Given task →
Copy each of the lines below word for word, leaving out the pictures.

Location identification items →
----------

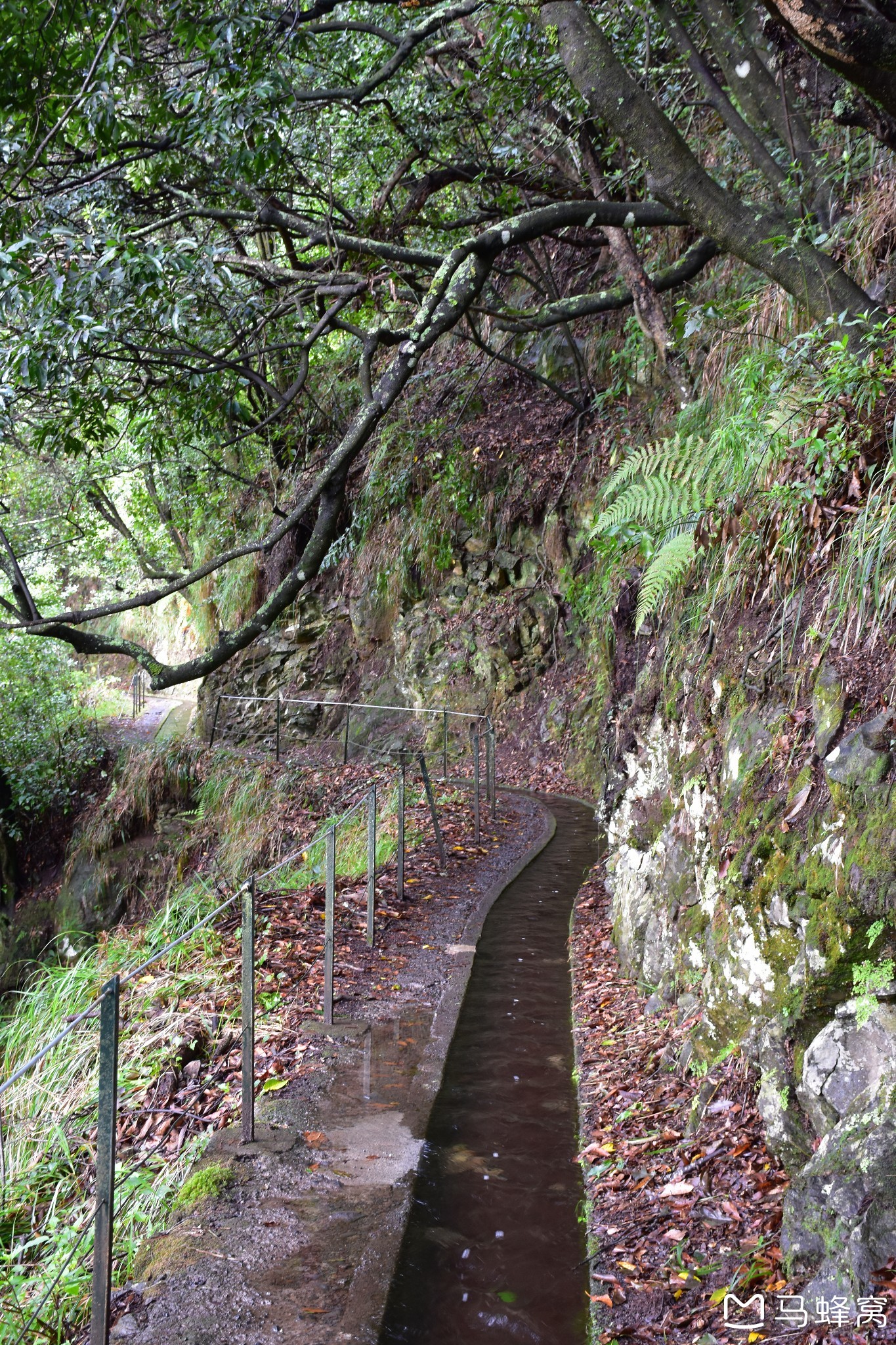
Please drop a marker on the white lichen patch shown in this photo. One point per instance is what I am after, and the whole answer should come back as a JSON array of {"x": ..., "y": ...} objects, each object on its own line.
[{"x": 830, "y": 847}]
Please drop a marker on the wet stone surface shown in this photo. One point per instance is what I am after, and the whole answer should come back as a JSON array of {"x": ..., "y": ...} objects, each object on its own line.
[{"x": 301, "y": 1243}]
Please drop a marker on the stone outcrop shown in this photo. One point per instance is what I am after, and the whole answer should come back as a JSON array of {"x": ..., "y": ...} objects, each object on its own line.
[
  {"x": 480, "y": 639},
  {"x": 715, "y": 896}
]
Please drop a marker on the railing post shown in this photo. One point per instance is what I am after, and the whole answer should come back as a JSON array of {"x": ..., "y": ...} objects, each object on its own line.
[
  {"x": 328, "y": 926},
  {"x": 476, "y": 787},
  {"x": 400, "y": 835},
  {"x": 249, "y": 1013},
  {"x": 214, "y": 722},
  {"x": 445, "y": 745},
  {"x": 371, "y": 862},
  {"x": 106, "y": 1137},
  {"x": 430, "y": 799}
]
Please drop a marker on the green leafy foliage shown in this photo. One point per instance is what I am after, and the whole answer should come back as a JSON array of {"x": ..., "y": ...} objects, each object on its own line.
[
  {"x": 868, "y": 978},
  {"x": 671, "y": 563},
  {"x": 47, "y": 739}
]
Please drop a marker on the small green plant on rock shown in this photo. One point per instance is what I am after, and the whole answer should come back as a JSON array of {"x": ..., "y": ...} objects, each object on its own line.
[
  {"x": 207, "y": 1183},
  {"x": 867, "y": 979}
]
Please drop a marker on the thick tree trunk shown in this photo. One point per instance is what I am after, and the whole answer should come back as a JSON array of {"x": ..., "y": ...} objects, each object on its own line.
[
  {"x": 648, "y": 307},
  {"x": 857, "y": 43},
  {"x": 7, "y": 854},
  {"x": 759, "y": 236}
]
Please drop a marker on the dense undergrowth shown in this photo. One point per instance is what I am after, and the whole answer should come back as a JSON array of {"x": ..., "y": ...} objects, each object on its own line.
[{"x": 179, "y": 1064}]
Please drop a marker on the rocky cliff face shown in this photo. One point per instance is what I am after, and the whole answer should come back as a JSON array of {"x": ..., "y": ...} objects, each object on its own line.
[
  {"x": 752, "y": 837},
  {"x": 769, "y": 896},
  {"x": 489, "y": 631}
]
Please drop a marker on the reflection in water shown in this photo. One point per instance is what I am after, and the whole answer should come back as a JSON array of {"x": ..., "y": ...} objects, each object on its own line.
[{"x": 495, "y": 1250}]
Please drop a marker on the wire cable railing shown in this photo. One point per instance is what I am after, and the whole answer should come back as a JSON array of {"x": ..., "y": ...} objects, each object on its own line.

----------

Solved problem →
Please drop a marker on the white lichen patch shown in this photo. One point per instance is what I am after, and the whole answer should come back as a JSON array of {"x": ..., "y": ...} objects, each object on its own line.
[{"x": 830, "y": 847}]
Please drop a marker on the wet stone surface shown in this photo. One point per instance is what I am after, and the whole answer should come back as a JSON array of {"x": ..., "y": ...} objects, each object on its own line.
[{"x": 301, "y": 1243}]
Please drop a marker on the stone outcrop shown in this photo. One point per instance is what I am after, and the whole answer should come back as a JSON array of {"x": ..., "y": ...} objects, each object on its own line.
[
  {"x": 480, "y": 639},
  {"x": 715, "y": 896}
]
Please drop a marker on the railing post shown in this photo. One point per instance is what I am after, and the whole answer should come back as a JSON array of {"x": ..., "y": ...} objects, each object on its own line.
[
  {"x": 328, "y": 926},
  {"x": 476, "y": 787},
  {"x": 400, "y": 835},
  {"x": 249, "y": 1013},
  {"x": 214, "y": 722},
  {"x": 445, "y": 745},
  {"x": 371, "y": 862},
  {"x": 106, "y": 1137},
  {"x": 430, "y": 799}
]
Please drop a marker on the green leafy foliage shown in this photo. One point per instance is what I am after, and the whole answer should come back as a JSON array of {"x": ..., "y": ...} objects, each object on its own line.
[
  {"x": 868, "y": 978},
  {"x": 671, "y": 563},
  {"x": 47, "y": 739}
]
Please drop a marker on the small green plant on rock shown in this photo. One point per instance is what I am after, and the whole answer should come back as a JSON array of {"x": ..., "y": ...} objects, each object on its own line.
[
  {"x": 207, "y": 1183},
  {"x": 867, "y": 979}
]
Please drop a marker on the thick tree trunk shown in this photo. One point per instance is what I am after, and the whole answer should come back as a JSON array of {"x": ..., "y": ...} objects, each object on its own line.
[
  {"x": 648, "y": 307},
  {"x": 857, "y": 43},
  {"x": 7, "y": 854},
  {"x": 759, "y": 236}
]
Please drop a marker on the dense undergrowth shown in this photo. One point per instance is what I am after, and the whole answer should come back as a JSON array of {"x": ..., "y": ...} objects, each object on its own line.
[{"x": 179, "y": 1064}]
Please drop a marker on the rocky cliff face shown in this photo. One point per instance is what I am after, and the whole answer should come back as a JSON array of {"x": ..., "y": ...} objects, each object on its own line.
[
  {"x": 752, "y": 837},
  {"x": 769, "y": 896},
  {"x": 489, "y": 631}
]
Please drop a marker on the reflection in water shown in this photo. One point per instance is what I am after, and the whole answer should come back as a JSON array of {"x": ..., "y": ...} objects, each object on its own line.
[{"x": 495, "y": 1250}]
Please drop a marker on the wire cable railing shown in this photo. One point per instance is what I am after, and the whole answer should come back as a JSON array of {"x": ..., "y": ...} objects, each object on its own line.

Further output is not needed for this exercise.